Selected passage:
It would have been nice to hear why Ringo's naive but amazingly intuitive drumming spawned many of the songs, and why the others were in awe of his purported past lives.

There are two main trunks of the narrative tradition, at least in the English-speaking world.

One comes to us as human reflection. Its origins are Greek and reflected in the reinvention of the Bible as a Greek text. In popular life, it comes to us through Goethe, Bulwer-Lytton (yes, he matters) and the Kerouak/Ginsburg movement. Bob Dylan is our musical poet from the 60's in this line, and amazingly influential in shaping this thread. All modern irony finds it root here, and by this I mean the large class of symmetric/dissymmetric celebrations that we collectively call irony. And much of noir.

This tradition — because of the way it is put together — writes its own history. So we have many projects, for instance on that man that was a giant, Dylan. (I'm waiting for the Tod Haynes project.)

The other tradition uses external folds. It comes to us through Shakespeare, Joyce, Lewis Carroll and the Beatles. They are even more important in shaping how we dream, and the vocabulary of how many movies twist it. Its also highly reflective but from the viewer's perspective. We can see all the layers. We can build rich metaphors and ambiguities. Its the stuff of solar poetry, not the stuff of religious angst.

But we have essentially no films that tackle the Beatles, excepting that ambitious Taymor project which dealt with the Beatles more as music machine than worldfolders. All we have, basically, is this. Part of the reason is that this branch doesn't value self-reflection unless it is describing it.

We literally know more about Shakespeare than the three songwriting geniuses here. And so all of us waited for this, because we thought we might get some further insight into the nature of the game from 67-69. All of us had low expectations because its Neil's project and Yoko demanded that John only be depicted as a saint. But at least we thought that since they had their shot at exploiting the fab four one more time, we would at least see afterward some insight. I'm writing this 12 years after the Anthology was released, and we are worse off than before.

Because all we have is this. Probably, all we will ever have is this. Its ten plus hours, and three serious minutes with any of their songs after 1966 will tell you more.

Ted's Evaluation -- 1 of 3: You can find something better to do with this part of your life.

Entries:
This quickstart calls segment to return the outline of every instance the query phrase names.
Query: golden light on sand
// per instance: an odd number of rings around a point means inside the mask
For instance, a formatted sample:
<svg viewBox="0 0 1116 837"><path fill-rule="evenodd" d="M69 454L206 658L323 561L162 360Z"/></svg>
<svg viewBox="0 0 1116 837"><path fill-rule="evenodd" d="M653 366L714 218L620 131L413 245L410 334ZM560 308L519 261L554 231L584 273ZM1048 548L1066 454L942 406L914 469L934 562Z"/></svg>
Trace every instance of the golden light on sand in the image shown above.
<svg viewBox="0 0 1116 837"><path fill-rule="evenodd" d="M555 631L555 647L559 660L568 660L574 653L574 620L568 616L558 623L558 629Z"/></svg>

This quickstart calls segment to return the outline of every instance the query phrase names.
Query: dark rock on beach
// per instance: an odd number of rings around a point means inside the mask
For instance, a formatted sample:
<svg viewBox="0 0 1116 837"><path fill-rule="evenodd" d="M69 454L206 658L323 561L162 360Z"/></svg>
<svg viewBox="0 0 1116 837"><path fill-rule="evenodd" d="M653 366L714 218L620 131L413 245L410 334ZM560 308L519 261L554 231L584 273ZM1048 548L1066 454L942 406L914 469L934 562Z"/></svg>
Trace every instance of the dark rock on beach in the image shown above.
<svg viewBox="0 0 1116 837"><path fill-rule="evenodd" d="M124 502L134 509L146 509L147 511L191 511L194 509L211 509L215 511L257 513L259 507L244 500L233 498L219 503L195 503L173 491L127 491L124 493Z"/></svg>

Written problem 1:
According to the review of the Beatles Anthology, how long does the Anthology run?
Written problem 2:
For each statement, say whether it agrees with the review of the Beatles Anthology. Support each answer with the deciding words from the review. (a) Yoko required that John be shown only as a saint. (b) The reviewer rates the Anthology 2 of 3. (c) The review places Bob Dylan in the same tradition as Shakespeare and the Beatles.
Written problem 3:
Reproduce the part of the review of the Beatles Anthology starting at "Because all we" and ending at "tell you more.".
The lines have no connection to the review of the Beatles Anthology.

Response 1:
Ten plus hours.

Response 2:
(a) Yes: "Yoko demanded that John only be depicted as a saint."
(b) No: "Ted's Evaluation -- 1 of 3"
(c) No: Dylan belongs to the human-reflection tradition ("Bob Dylan is our musical poet from the 60's in this line"). The other tradition is the one that "comes to us through Shakespeare, Joyce, Lewis Carroll and the Beatles."

Response 3:
Because all we have is this. Probably, all we will ever have is this. Its ten plus hours, and three serious minutes with any of their songs after 1966 will tell you more.